*** SOURCE EXTRACT ***

A more contemporary pattern of research has brought short peptide sequences under the spotlight as target specific probes for in vitro and in vivo analysis of protein ligands such as transmembrane proteins. This type of epitope tagging has led to very successful epitope mapping of target antigens. The methodology has been used for protein localization, immunoprecipitation, and protein–protein interaction (Hernan et al., 2000). Briefly, an epitope is a sequence of amino acids in any structure that is recognised by an antibody. A single protein may carry multiple epitopes that can be recognised by antibodies. A mimotope (peptides mimicking epitopes) is a structure that mimics the structure of an epitope. Due to this structural similarity, a mimotope can elicit the same antibody response as an epitope via the paratope region of the antibody. Two decades ago it was realised that using peptide phage libraries, mimotopes could be isolated which mimic the epitope on a given protein. Using this technique, the 3-dimensional structure of the epitope can be determined along with the critical residues that make up the epitope (Xu et al., 2004). Hence, in this case the mimotope acts as a probe against the desired epitope on a protein or antibody as a therapeutic agonist or antagonist.

A new term introduced in this paper is ‘Mimtags’ which are the same short sequences of amino acids that play a critical role in the advancement of phage technology from a very different perspective. These short sequences of peptides are a part of fused proteins on the surfaces of phage used in phage display libraries. These mimotopes (Knittelfelder et al., 2009) that can be tagged (mimtags) on to protein sequence can effectively identify the epitope region of a target antigen as protein-specific probes. Hence, the term “mimtag” will now be used throughout the entire body of this paper replacing the term peptide mimotope.

*** End of SOURCE EXTRACT ***
*** INPUT DATA ***

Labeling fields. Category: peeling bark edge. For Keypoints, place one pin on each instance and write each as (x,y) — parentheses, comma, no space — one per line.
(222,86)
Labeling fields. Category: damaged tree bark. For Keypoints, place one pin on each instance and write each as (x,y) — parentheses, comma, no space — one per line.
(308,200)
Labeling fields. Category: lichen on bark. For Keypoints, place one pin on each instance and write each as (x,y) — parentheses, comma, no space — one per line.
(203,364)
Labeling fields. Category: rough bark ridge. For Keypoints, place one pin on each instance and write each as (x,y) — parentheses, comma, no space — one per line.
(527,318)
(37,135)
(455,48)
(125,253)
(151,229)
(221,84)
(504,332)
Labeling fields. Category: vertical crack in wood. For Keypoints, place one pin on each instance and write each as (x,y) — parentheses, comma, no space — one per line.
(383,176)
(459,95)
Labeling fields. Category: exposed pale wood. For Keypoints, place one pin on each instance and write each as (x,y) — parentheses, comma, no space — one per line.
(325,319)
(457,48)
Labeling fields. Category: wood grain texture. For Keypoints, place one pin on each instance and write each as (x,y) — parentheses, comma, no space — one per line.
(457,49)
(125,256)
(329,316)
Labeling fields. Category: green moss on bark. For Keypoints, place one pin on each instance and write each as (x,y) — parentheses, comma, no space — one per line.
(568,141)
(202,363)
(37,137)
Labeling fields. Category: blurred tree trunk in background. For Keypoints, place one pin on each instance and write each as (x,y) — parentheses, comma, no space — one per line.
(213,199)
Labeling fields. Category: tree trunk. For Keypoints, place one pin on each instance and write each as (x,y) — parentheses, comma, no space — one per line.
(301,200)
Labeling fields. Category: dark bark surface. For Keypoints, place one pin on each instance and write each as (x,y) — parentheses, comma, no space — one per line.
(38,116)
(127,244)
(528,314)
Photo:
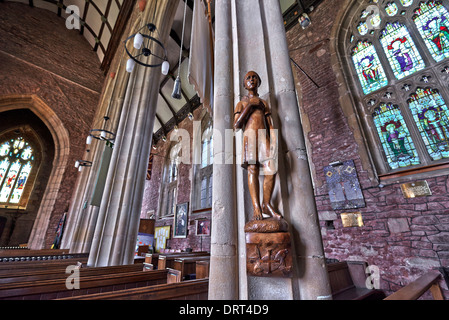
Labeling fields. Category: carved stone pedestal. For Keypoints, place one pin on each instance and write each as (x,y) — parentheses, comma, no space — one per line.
(268,248)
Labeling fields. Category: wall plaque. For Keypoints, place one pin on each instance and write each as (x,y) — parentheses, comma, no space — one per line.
(344,187)
(416,189)
(352,219)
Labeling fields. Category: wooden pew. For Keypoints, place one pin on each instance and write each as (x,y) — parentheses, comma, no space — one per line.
(60,273)
(54,289)
(202,269)
(154,257)
(187,266)
(167,260)
(31,253)
(13,267)
(417,288)
(186,290)
(344,287)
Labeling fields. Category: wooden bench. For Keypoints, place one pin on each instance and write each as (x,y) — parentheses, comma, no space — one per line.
(202,269)
(31,253)
(60,273)
(417,288)
(153,258)
(167,261)
(186,290)
(54,289)
(187,266)
(345,286)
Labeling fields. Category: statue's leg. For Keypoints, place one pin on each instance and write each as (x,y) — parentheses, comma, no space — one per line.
(253,186)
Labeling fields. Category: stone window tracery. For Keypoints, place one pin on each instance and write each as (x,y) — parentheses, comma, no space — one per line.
(398,54)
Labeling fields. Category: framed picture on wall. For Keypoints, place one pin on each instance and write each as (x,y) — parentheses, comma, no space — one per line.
(181,219)
(203,227)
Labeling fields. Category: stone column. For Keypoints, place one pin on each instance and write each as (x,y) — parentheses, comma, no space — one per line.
(82,216)
(258,42)
(223,263)
(119,214)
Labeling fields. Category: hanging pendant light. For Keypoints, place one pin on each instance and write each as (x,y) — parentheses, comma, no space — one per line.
(177,87)
(176,94)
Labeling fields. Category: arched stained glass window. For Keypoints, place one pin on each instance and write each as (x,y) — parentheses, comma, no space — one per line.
(431,116)
(391,9)
(16,162)
(400,50)
(369,69)
(431,19)
(395,136)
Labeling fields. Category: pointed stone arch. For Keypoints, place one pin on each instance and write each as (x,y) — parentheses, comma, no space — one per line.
(61,141)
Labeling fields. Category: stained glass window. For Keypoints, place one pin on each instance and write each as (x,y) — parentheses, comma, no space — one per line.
(395,136)
(16,162)
(362,28)
(431,116)
(400,49)
(369,70)
(397,46)
(406,3)
(431,19)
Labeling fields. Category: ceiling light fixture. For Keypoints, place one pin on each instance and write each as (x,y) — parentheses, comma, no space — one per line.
(101,134)
(142,43)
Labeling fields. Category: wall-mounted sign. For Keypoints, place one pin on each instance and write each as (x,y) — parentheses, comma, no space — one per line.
(352,219)
(416,189)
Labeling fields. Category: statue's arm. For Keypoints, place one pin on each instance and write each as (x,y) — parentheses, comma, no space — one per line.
(271,129)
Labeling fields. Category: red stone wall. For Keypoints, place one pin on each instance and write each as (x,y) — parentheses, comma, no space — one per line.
(404,238)
(39,55)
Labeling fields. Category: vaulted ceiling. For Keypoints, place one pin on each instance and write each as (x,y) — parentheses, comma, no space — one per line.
(103,22)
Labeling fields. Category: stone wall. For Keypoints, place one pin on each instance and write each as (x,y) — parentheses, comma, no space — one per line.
(404,238)
(40,57)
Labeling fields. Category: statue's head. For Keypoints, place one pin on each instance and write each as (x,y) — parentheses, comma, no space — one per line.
(251,80)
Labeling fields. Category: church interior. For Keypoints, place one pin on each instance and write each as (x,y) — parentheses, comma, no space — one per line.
(125,173)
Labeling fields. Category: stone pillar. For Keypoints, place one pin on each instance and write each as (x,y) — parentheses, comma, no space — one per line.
(312,278)
(258,42)
(223,263)
(119,214)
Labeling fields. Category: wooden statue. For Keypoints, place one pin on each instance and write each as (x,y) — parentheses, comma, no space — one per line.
(267,240)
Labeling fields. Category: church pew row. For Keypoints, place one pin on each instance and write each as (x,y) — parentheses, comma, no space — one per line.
(347,281)
(188,266)
(58,288)
(185,290)
(63,273)
(13,267)
(153,258)
(417,288)
(30,253)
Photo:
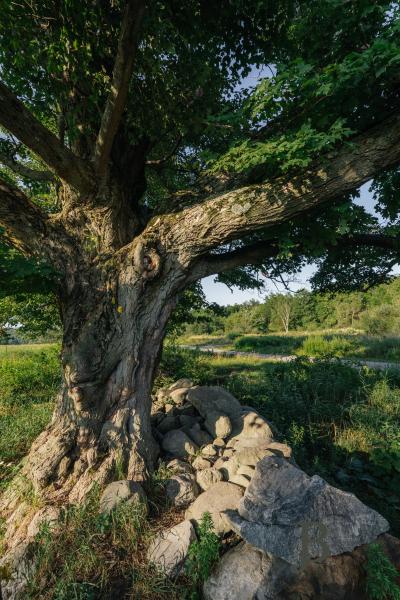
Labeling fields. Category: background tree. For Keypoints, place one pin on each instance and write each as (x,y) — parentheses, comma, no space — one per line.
(133,167)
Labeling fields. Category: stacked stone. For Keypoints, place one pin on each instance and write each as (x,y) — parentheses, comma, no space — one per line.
(300,536)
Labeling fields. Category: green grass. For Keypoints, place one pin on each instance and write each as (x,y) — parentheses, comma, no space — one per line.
(92,556)
(319,345)
(342,423)
(29,380)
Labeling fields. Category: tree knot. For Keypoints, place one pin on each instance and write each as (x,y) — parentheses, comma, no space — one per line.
(147,261)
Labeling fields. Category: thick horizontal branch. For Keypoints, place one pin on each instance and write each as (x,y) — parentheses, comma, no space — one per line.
(26,226)
(122,72)
(24,171)
(375,240)
(19,121)
(231,215)
(156,164)
(253,254)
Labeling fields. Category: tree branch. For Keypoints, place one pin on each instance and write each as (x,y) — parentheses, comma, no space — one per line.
(211,264)
(26,226)
(24,171)
(15,117)
(228,216)
(123,67)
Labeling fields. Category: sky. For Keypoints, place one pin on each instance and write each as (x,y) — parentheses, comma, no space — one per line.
(220,293)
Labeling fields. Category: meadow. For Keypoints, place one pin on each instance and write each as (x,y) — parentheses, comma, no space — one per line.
(343,423)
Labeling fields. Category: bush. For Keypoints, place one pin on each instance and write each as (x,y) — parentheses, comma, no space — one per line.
(318,346)
(381,575)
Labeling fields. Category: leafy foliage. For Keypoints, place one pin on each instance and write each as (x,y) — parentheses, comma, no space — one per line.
(381,575)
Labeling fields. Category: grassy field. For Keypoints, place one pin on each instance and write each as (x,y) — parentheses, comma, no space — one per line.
(342,423)
(317,344)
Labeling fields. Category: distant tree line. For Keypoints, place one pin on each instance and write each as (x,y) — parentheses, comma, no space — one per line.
(375,311)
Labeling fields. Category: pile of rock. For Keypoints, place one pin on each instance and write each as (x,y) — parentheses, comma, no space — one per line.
(302,538)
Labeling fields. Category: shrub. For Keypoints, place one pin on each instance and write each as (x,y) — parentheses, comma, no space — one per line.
(381,575)
(203,554)
(319,346)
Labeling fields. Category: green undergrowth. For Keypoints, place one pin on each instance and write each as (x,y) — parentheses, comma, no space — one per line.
(342,422)
(331,345)
(29,380)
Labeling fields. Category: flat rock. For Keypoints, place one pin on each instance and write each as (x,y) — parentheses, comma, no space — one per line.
(218,424)
(245,573)
(169,549)
(181,489)
(251,429)
(180,467)
(199,436)
(168,423)
(280,449)
(179,444)
(245,470)
(296,517)
(241,480)
(208,399)
(119,491)
(209,450)
(207,477)
(216,500)
(188,421)
(178,396)
(228,467)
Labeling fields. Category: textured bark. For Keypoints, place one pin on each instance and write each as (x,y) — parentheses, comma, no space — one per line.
(15,117)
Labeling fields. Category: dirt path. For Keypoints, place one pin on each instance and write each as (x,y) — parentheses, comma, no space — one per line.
(372,364)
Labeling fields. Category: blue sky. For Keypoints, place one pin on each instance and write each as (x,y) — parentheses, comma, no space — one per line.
(218,292)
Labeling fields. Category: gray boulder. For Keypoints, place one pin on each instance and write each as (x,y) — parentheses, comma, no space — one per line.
(216,500)
(207,477)
(178,396)
(177,443)
(119,491)
(250,429)
(181,490)
(169,549)
(181,383)
(180,467)
(245,573)
(200,463)
(218,424)
(199,436)
(296,517)
(209,399)
(168,423)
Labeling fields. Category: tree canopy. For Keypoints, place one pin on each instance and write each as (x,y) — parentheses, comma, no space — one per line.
(328,75)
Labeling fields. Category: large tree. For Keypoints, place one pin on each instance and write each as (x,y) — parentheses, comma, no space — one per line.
(134,164)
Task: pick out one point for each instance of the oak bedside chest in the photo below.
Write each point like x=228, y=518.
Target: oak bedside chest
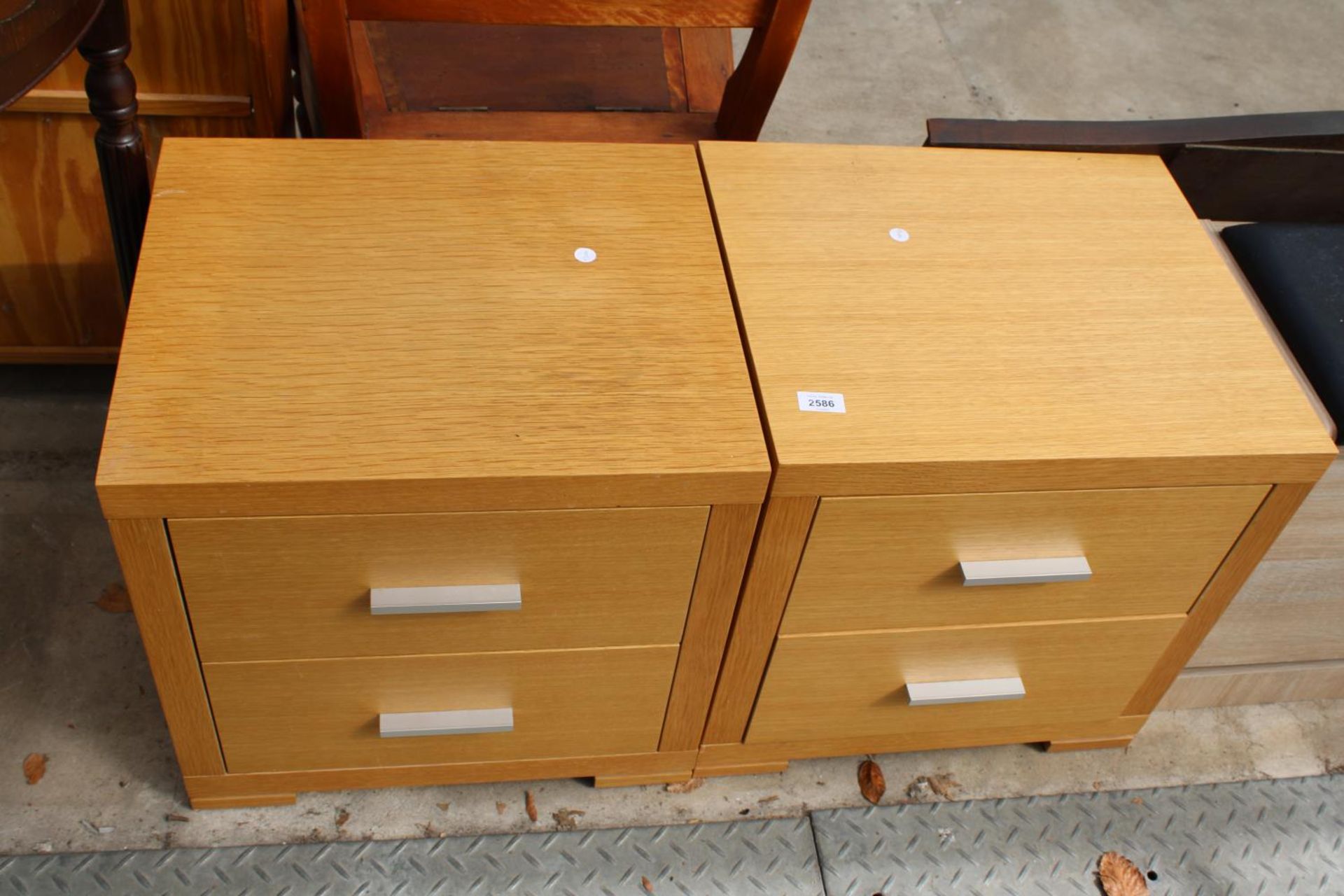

*** End of INPUT DATA ***

ACTIVITIES:
A - Translate this sentence from the passage on mimotopes into Spanish: "A single protein may carry multiple epitopes that can be recognised by antibodies."
B - In the passage on mimotopes, which term does the paper's new word "mimtag" replace?
C - Continue the passage on mimotopes and mimtags from where it stops.

RESULTS IN ORDER:
A - Una sola proteína puede portar múltiples epítopos que pueden ser reconocidos por anticuerpos.

B - It replaces the term peptide mimotope.

C -
The technique has been used in various studies to prove its effectiveness. A recent study conducted by our NeuroAllergy Research Laboratory (NARL) has shown remarkable results (Ahmed et al., 2011, Ahmed et al., 2012, Ahmed et al., 2013). In our study, random peptide library on M13 phage was used to screen IL-4R and IL-13. An affinity selection in this way allows the identification of mimtags that bind to the cytokine and its receptor, and hence, will most likely target epitopes more effectively due to the small size and nature of the mimtag (12-mer peptide). The mimtag also has the ability to conform to 3-Dimensional configuration, increasing its binding efficiency (Bredehorst and David, 2001). The bound peptide was sequenced and synthesised for further characterisation by immunoassay techniques. The study shows the potential use of biotinylated peptide mimtags as examples and their advantage over complex antigens and antibodies being applied as novel protein specific probes.